Texto para leitura:
______

Aproximadamente 250 milhões de pessoas estão à beira da inanição. Se,
como parece provável, a guerra se arrastar e as exportações da Rússia e
da Ucrânia forem limitadas, outras centenas de milhões de pessoas
poderiam chegar à miséria. A agitação política se espalhará, crianças
terão seu crescimento afetado e pessoas morrerão de fome.
Putin
não deve usar comida como arma. Escassez não é um resultado inevitável
da guerra. Líderes mundiais deveriam considerar a fome um problema
global que requer urgentemente uma solução global.
Rússia e Ucrânia produzem
28% do trigo comercializado globalmente, 29% da cevada, 15% do milho e
75% do óleo de girassol. Rússia e Ucrânia fornecem cerca da metade dos
cereais importados pelo Líbano e pela Tunísia; na Líbia e no Egito, esse
índice é de dois terços. As exportações de alimentos da Ucrânia
fornecem calorias que alimentam 400 milhões de pessoas. A guerra está
perturbando essas cadeias de fornecimento porque a Ucrânia instalou
minas em suas águas para impedir ataques, e a Rússia está bloqueando o
porto de Odessa.
Trabalhadores espalham fertilizante em uma fazenda em Gerdau, África do Sul
Mesmo antes da invasão, o Programa Alimentar Mundial
alertava que 2022 seria um ano terrível. A China, maior produtora
mundial de trigo, afirmou que, após as chuvas atrasarem a semeadura no
ano passado, a atual safra poderá ser a pior de todos os tempos no país.
Agora, adicionalmente às temperaturas extremas na Índia, a segunda
maior produtora mundial, a falta de chuva ameaça diminuir colheitas em
outros lados, do cinturão do trigo dos EUA à região de Beaucé, na
França. O Chifre da África está sendo acometido pela pior seca em quatro
décadas. Bem-vindos à era das mudanças climáticas.

______

Linhas exibidas:
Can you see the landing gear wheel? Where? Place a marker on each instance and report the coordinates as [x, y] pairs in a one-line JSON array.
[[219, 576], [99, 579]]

______

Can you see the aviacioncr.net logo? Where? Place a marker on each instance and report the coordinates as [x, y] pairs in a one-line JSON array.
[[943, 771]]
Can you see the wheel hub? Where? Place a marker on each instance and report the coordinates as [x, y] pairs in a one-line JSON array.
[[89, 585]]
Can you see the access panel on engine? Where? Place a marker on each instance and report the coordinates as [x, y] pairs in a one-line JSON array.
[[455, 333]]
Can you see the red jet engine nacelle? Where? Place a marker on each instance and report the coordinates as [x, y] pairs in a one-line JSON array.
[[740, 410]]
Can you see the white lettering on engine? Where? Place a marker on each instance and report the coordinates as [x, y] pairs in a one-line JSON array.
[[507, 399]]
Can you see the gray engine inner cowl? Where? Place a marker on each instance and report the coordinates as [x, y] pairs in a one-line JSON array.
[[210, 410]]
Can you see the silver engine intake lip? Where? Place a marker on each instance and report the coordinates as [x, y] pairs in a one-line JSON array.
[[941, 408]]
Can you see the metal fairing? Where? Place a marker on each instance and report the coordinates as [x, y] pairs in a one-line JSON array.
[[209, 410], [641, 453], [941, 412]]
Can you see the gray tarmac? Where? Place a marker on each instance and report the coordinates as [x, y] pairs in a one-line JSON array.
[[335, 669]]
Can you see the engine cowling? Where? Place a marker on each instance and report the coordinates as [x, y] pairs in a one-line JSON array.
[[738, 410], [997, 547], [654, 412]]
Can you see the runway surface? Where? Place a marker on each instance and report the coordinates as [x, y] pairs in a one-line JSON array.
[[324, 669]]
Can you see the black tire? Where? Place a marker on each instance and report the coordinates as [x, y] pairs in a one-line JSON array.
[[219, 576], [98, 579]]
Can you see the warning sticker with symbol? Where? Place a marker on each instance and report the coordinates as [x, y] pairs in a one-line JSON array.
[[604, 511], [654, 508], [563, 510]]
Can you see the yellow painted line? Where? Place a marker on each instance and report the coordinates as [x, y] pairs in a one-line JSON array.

______

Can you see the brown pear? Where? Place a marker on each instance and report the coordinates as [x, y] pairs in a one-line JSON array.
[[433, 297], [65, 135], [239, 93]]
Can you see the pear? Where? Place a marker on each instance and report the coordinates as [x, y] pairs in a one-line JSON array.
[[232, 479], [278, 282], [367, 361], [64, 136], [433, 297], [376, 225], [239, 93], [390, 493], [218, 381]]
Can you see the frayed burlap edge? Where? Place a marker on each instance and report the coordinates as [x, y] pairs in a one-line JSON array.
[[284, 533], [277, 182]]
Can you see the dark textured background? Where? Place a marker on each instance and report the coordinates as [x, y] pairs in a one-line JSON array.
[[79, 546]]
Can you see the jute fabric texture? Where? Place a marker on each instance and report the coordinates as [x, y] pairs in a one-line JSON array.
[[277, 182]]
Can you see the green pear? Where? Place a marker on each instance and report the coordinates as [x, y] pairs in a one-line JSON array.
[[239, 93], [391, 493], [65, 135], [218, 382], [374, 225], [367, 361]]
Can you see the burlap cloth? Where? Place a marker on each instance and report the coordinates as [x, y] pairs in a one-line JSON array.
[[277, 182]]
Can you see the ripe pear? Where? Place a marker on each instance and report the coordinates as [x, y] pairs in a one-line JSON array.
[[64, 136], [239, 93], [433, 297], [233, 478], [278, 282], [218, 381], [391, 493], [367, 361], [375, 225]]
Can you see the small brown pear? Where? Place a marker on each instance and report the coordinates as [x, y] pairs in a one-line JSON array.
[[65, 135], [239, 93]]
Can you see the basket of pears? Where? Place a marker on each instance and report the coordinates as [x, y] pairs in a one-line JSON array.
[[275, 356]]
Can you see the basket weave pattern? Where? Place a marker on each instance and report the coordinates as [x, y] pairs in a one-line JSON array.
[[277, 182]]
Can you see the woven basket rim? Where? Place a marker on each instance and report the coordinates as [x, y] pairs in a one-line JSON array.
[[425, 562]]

______

Instruções do exercício:
- A) Replique o trecho do texto sobre a fome mundial que vai de "Trabalhadores espalham fertilizante" até "tempos no país.".
- B) Entre as linhas exibidas acima, transcreva o trecho que vai da linha que contém "Can you see the wheel" até a linha que contém "[[219, 576], [98, 579]]", incluindo as duas.

Respostas esperadas:
- A)
Trabalhadores espalham fertilizante em uma fazenda em Gerdau, África do Sul
Mesmo antes da invasão, o Programa Alimentar Mundial
alertava que 2022 seria um ano terrível. A China, maior produtora
mundial de trigo, afirmou que, após as chuvas atrasarem a semeadura no
ano passado, a atual safra poderá ser a pior de todos os tempos no país.

- B)
Can you see the wheel hub? Where? Place a marker on each instance and report the coordinates as [x, y] pairs in a one-line JSON array.
[[89, 585]]
Can you see the access panel on engine? Where? Place a marker on each instance and report the coordinates as [x, y] pairs in a one-line JSON array.
[[455, 333]]
Can you see the red jet engine nacelle? Where? Place a marker on each instance and report the coordinates as [x, y] pairs in a one-line JSON array.
[[740, 410]]
Can you see the white lettering on engine? Where? Place a marker on each instance and report the coordinates as [x, y] pairs in a one-line JSON array.
[[507, 399]]
Can you see the gray engine inner cowl? Where? Place a marker on each instance and report the coordinates as [x, y] pairs in a one-line JSON array.
[[210, 410]]
Can you see the silver engine intake lip? Where? Place a marker on each instance and report the coordinates as [x, y] pairs in a one-line JSON array.
[[941, 408]]
Can you see the metal fairing? Where? Place a marker on each instance and report the coordinates as [x, y] pairs in a one-line JSON array.
[[209, 410], [641, 453], [941, 412]]
Can you see the gray tarmac? Where? Place a marker on each instance and report the coordinates as [x, y] pairs in a one-line JSON array.
[[335, 669]]
Can you see the engine cowling? Where? Place a marker on each instance and report the coordinates as [x, y] pairs in a one-line JSON array.
[[738, 410], [997, 547], [654, 412]]
Can you see the runway surface? Where? Place a marker on each instance and report the coordinates as [x, y] pairs in a one-line JSON array.
[[324, 669]]
Can you see the black tire? Where? Place a marker on each instance and report the coordinates as [x, y] pairs in a one-line JSON array.
[[219, 576], [98, 579]]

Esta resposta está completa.